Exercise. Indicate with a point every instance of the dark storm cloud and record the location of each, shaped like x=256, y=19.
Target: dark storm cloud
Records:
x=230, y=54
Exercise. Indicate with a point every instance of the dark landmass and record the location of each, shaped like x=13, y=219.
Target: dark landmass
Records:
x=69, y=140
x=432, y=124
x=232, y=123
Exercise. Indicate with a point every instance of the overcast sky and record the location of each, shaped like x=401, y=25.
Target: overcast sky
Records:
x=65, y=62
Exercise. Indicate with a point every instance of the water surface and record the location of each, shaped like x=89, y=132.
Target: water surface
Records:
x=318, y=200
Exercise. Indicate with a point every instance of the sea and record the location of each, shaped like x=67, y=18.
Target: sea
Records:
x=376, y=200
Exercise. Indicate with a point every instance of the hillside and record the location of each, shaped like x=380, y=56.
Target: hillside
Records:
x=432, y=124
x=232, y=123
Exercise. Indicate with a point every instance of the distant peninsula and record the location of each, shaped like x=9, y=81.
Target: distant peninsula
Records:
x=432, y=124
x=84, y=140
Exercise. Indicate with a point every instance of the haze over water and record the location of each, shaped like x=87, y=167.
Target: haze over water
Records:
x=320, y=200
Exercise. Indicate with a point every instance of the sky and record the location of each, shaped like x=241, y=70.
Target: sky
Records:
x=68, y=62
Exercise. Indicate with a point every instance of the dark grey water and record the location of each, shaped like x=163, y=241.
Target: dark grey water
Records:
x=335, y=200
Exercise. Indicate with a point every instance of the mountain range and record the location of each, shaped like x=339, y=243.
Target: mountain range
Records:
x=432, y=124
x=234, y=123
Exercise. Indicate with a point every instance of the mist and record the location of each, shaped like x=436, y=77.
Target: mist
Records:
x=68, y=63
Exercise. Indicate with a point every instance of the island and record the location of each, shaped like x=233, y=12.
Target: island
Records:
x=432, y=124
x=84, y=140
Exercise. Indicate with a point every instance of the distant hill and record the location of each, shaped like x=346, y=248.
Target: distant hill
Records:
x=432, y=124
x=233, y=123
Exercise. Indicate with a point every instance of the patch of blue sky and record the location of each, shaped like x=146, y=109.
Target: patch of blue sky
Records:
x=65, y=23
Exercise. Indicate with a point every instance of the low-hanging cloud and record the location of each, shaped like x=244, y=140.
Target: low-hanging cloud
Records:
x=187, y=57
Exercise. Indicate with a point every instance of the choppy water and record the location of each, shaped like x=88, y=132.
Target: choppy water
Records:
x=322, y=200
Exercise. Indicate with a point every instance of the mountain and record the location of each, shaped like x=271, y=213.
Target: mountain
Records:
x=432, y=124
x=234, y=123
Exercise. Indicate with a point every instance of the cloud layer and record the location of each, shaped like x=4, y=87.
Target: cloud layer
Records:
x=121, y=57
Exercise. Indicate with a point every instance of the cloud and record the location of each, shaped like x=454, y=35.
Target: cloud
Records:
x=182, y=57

● **REQUEST**: Copy out each line exactly as written.

● **TASK SOLUTION**:
Exercise. Indicate with a point every instance of the dark storm cloud and record the location of each, shaped like x=256, y=19.
Target: dark storm cloud
Records:
x=230, y=54
Exercise. Indicate with a point every instance of the dark landmass and record the location of each, shaped like x=13, y=219.
Target: dark landmass
Records:
x=69, y=140
x=432, y=124
x=232, y=123
Exercise. Indicate with a point every instance of the overcast sky and record the location of each, shaped like x=401, y=25.
Target: overcast sky
Records:
x=65, y=62
Exercise. Indicate with a point every instance of the water surface and record the location of each, shaped like x=89, y=132.
Target: water surface
Records:
x=318, y=200
Exercise. Indicate with a point every instance of the sea and record the location of each, shaped like x=67, y=18.
Target: sea
Records:
x=376, y=200
Exercise. Indicate with a point every instance of the hillside and record the location of each, shaped like x=380, y=56.
Target: hillside
Records:
x=432, y=124
x=232, y=123
Exercise. Indicate with a point every instance of the distant peninsula and record the location of each, shaped like x=9, y=81.
Target: distant peninsula
Records:
x=432, y=124
x=84, y=140
Exercise. Indicate with a point every instance of the haze over water and record the location of each, shaped like x=87, y=167.
Target: haze over water
Records:
x=320, y=200
Exercise. Indicate with a point every instance of the sky and record the location of each, shaped like x=241, y=70.
Target: sky
Records:
x=68, y=62
Exercise. Indicate with a point every instance of the dark grey water and record the location of each, shaped like x=163, y=241.
Target: dark grey water
Records:
x=335, y=200
Exercise. Indicate with a point every instance of the mountain range and record the location of each, shaped like x=339, y=243.
Target: mountain range
Records:
x=432, y=124
x=234, y=123
Exercise. Indicate with a point every instance of the mist and record the location of each, shaped like x=436, y=77.
Target: mist
Records:
x=68, y=63
Exercise. Indicate with a point every instance of the island and record the location of each, shaped like x=233, y=12.
Target: island
Records:
x=432, y=124
x=84, y=140
Exercise. Indicate with a point every instance of the distant hill and record the location of each, shaped like x=346, y=248.
Target: distant hill
Records:
x=432, y=124
x=233, y=123
Exercise. Indicate with a point every instance of the patch of blue sky and record the location of each, shaped like x=146, y=109.
Target: patch of blue sky
Records:
x=65, y=23
Exercise. Indicate with a point every instance of the low-hanging cloud and record the location of each, shaped like x=244, y=140.
Target: low-hanging cloud
Records:
x=187, y=57
Exercise. Indicate with a point every instance of the choppy water and record the location of each, shaped like x=88, y=132.
Target: choppy water
Records:
x=322, y=200
Exercise. Indicate with a point every instance of the mountain and record the location of each, shaped like x=271, y=213.
Target: mountain
Records:
x=432, y=124
x=234, y=123
Exercise. Indicate with a point every instance of the cloud layer and record the location of each, shaped like x=4, y=87.
Target: cloud layer
Records:
x=121, y=57
Exercise. Indicate with a point every instance of the cloud and record the location of each, shaped like x=454, y=35.
Target: cloud
Records:
x=182, y=57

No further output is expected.